**Assigned task**
Give back all of the data verbatim.

(Saved entries)
· · ·
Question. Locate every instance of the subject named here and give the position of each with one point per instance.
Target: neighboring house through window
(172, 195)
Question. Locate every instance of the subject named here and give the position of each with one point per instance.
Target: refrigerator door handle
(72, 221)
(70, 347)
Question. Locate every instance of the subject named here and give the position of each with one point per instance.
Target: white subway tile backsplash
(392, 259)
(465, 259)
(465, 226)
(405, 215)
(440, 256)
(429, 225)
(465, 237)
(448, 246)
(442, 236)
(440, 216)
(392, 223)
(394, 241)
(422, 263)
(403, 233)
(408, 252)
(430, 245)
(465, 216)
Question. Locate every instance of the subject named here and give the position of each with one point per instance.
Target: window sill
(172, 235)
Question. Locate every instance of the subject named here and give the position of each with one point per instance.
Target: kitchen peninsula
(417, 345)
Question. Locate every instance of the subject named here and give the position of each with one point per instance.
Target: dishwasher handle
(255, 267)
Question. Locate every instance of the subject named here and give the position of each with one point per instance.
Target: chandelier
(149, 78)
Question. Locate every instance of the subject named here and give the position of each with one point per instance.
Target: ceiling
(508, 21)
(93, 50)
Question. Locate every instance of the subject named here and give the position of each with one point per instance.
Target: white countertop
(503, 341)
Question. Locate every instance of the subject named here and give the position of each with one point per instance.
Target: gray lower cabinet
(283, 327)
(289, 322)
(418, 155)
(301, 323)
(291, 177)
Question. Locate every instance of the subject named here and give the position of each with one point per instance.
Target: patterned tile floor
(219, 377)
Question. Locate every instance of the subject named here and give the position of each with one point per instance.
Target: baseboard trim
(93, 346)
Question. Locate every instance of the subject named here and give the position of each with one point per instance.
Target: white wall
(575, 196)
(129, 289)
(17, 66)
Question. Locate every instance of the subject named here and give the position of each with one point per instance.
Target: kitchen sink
· · ·
**Your response**
Question. Locate every instance of the subject named here and give the position of each with one point per instance.
Target: neighboring house through window
(172, 195)
Question. Locate every instance of the subject named here and give the position of each with one point per instance.
Target: refrigerator door handle
(72, 221)
(70, 347)
Question. Locate every instance of the subject named here and give the position of each with one point per instance.
Target: white subway tile backsplash
(392, 259)
(465, 259)
(465, 226)
(405, 215)
(440, 256)
(429, 225)
(465, 237)
(448, 246)
(442, 236)
(440, 216)
(392, 223)
(394, 241)
(422, 263)
(403, 233)
(408, 252)
(430, 245)
(465, 216)
Question. Locate every instance of the subject named here and give the position of each with one point per instance.
Target: window sill
(172, 235)
Question. Locate every instance of the subject named here and give the position of each with one point per instance.
Target: kitchen peninsula
(417, 345)
Question. Locate every instance of the subject named here and give the position of each with one point per instance.
Target: dishwasher handle
(255, 267)
Question. Locate every instance of the subject named here and give the position of each with one point per instance.
Target: chandelier
(149, 78)
Question. Locate every instance of the subject named here and give the position of each with one point per instance.
Target: ceiling
(508, 21)
(93, 50)
Question. Locate every instance of the subject named here and give the position of each with one point per instance.
Target: white countertop
(503, 341)
Question. Locate every instance of the subject named here and give the position of each with one point per instance.
Target: gray lower cabinet
(283, 327)
(289, 322)
(418, 155)
(301, 323)
(291, 177)
Question. Locate every instance of the subject named here and give the position of each with one point per instance.
Target: patterned tile floor
(219, 377)
Question. Locate every instance of the subject named here and give the position of each with one point per instance.
Target: baseboard trim
(93, 346)
Question. Locate every instance of the subject named here and give the position of each with one point per instance.
Target: white wall
(575, 196)
(129, 289)
(17, 66)
Question. Locate every instance of the subject named here and give the position of each with one point per instance.
Target: kitchen sink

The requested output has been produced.